RECORDS SUPPLIED START

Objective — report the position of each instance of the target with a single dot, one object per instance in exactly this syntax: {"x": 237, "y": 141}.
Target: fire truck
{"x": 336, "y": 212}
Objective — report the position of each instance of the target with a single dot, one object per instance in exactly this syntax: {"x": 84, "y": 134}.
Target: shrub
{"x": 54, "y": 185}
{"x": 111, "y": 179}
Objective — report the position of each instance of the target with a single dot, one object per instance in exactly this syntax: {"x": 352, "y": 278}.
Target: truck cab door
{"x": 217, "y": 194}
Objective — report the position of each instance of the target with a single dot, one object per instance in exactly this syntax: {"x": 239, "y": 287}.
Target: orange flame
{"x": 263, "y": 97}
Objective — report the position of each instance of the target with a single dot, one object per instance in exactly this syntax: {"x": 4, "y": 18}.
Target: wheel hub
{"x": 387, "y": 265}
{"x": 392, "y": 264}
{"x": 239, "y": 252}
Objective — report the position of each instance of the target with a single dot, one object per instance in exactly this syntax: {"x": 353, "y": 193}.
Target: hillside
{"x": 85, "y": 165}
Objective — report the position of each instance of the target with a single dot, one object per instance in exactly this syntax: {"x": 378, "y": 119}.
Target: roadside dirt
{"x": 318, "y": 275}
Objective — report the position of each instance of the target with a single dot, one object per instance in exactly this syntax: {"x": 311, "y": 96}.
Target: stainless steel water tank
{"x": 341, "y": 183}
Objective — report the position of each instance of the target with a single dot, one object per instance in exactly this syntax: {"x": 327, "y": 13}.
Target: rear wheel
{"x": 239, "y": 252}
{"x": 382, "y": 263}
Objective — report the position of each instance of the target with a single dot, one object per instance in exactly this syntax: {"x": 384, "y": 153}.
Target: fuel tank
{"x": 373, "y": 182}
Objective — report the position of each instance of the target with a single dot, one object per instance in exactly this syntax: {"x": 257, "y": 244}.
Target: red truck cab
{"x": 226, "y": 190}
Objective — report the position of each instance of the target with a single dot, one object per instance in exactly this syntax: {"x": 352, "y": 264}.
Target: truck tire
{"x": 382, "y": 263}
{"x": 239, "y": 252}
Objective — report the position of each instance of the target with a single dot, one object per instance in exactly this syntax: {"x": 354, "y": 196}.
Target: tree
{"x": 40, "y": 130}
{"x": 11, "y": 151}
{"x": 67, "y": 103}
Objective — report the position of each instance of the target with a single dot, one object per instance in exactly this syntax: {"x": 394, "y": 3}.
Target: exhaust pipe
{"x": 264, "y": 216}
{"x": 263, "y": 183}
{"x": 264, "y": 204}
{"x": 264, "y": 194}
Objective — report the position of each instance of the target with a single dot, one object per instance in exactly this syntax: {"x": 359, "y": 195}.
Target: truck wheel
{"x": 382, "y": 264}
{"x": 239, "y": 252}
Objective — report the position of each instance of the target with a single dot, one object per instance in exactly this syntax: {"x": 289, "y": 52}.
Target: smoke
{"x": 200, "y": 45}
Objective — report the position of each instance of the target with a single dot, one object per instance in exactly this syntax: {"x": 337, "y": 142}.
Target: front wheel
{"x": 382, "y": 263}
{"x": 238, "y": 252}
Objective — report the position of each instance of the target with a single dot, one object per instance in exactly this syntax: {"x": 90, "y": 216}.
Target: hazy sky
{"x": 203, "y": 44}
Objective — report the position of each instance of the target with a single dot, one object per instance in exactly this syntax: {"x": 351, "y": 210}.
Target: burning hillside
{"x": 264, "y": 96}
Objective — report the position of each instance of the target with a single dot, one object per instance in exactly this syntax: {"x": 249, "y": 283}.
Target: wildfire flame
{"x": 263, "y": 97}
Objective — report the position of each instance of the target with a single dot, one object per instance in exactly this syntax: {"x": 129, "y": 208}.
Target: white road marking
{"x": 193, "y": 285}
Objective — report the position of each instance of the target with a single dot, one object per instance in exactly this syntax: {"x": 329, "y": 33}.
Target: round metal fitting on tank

RECORDS SUPPLIED END

> [GOAL OF THE EXERCISE]
All of the data above is to be given again, word for word.

> [SOLUTION]
Objective — report the position of each instance of the target with a single dot, one object per instance in exactly this syntax: {"x": 237, "y": 141}.
Target: fire truck
{"x": 336, "y": 212}
Objective — report the position of each instance of the target with a single dot, one object per instance in exactly this syntax: {"x": 84, "y": 134}.
Target: shrub
{"x": 54, "y": 185}
{"x": 111, "y": 179}
Objective — report the position of each instance of the target with a single dot, one object per instance in exactly this syntax: {"x": 352, "y": 278}.
Target: truck cab door
{"x": 217, "y": 194}
Objective — report the position of each instance of the target with a single dot, one object per instance in exactly this syntax: {"x": 239, "y": 287}.
Target: orange flame
{"x": 263, "y": 97}
Objective — report the position of each instance of the target with a single dot, one object per instance in exactly this syntax: {"x": 4, "y": 18}.
Target: wheel hub
{"x": 387, "y": 265}
{"x": 392, "y": 264}
{"x": 239, "y": 252}
Objective — report the position of each instance of the target with a single dot, one object per instance in exactly this syntax: {"x": 353, "y": 193}.
Target: hillside
{"x": 85, "y": 165}
Objective — report the position of each instance of the target with a single dot, one object per instance in exactly this syntax: {"x": 378, "y": 119}.
Target: roadside dirt
{"x": 318, "y": 275}
Objective — report the position of each instance of the target with a single dot, one object per instance in exactly this syntax: {"x": 311, "y": 96}.
Target: stainless steel water tank
{"x": 341, "y": 183}
Objective — report the position of each instance of the target with a single dot, one object per instance in exactly this syntax: {"x": 327, "y": 13}.
Target: rear wheel
{"x": 239, "y": 252}
{"x": 382, "y": 263}
Objective — report the position of each instance of the target with a single dot, one object per instance in exactly this syntax: {"x": 384, "y": 153}.
Target: fuel tank
{"x": 373, "y": 182}
Objective — report the position of each instance of the target with a single dot, one object per instance in exactly this syntax: {"x": 257, "y": 244}.
Target: red truck cab
{"x": 226, "y": 190}
Objective — report the position of each instance of the target with a single dot, one object per instance in exactly this syntax: {"x": 352, "y": 264}.
Target: truck tire
{"x": 382, "y": 263}
{"x": 239, "y": 252}
Objective — report the position of each instance of the target with a single dot, one object per instance in exactly this syntax: {"x": 354, "y": 196}.
Target: tree
{"x": 40, "y": 130}
{"x": 11, "y": 151}
{"x": 67, "y": 103}
Objective — report the position of each instance of the target with a single dot, one object per instance in exactly this syntax: {"x": 394, "y": 3}.
Target: exhaust pipe
{"x": 264, "y": 216}
{"x": 263, "y": 183}
{"x": 264, "y": 204}
{"x": 264, "y": 194}
Objective — report the position of each instance of the target with a single dot, one object per instance in exactly this syntax: {"x": 359, "y": 195}.
Target: truck wheel
{"x": 382, "y": 264}
{"x": 239, "y": 252}
Objective — report the position of each instance of the target with a single dot, one object per instance in exactly this syntax: {"x": 289, "y": 52}.
Target: smoke
{"x": 200, "y": 45}
Objective — report the position of each instance of the target with a single dot, one object per instance in exactly this syntax: {"x": 337, "y": 142}.
Target: front wheel
{"x": 382, "y": 263}
{"x": 238, "y": 252}
Objective — report the position of each instance of the target with a single dot, one object per instance in exactly this syntax: {"x": 90, "y": 216}.
Target: hazy sky
{"x": 203, "y": 44}
Objective — report the position of each instance of the target with a single dot, one object per instance in exactly this syntax: {"x": 351, "y": 210}.
Target: burning hillside
{"x": 264, "y": 96}
Objective — report the position of each instance of the target with a single dot, one object per instance in exactly this syntax: {"x": 249, "y": 283}.
Target: wildfire flame
{"x": 263, "y": 97}
Objective — report the position of each instance of the target with a single dot, one object per instance in exactly this syntax: {"x": 129, "y": 208}.
Target: white road marking
{"x": 193, "y": 285}
Objective — report the position of each instance of the target with a single dot, one object per instance in exactly this syntax: {"x": 329, "y": 33}.
Target: round metal fitting on tank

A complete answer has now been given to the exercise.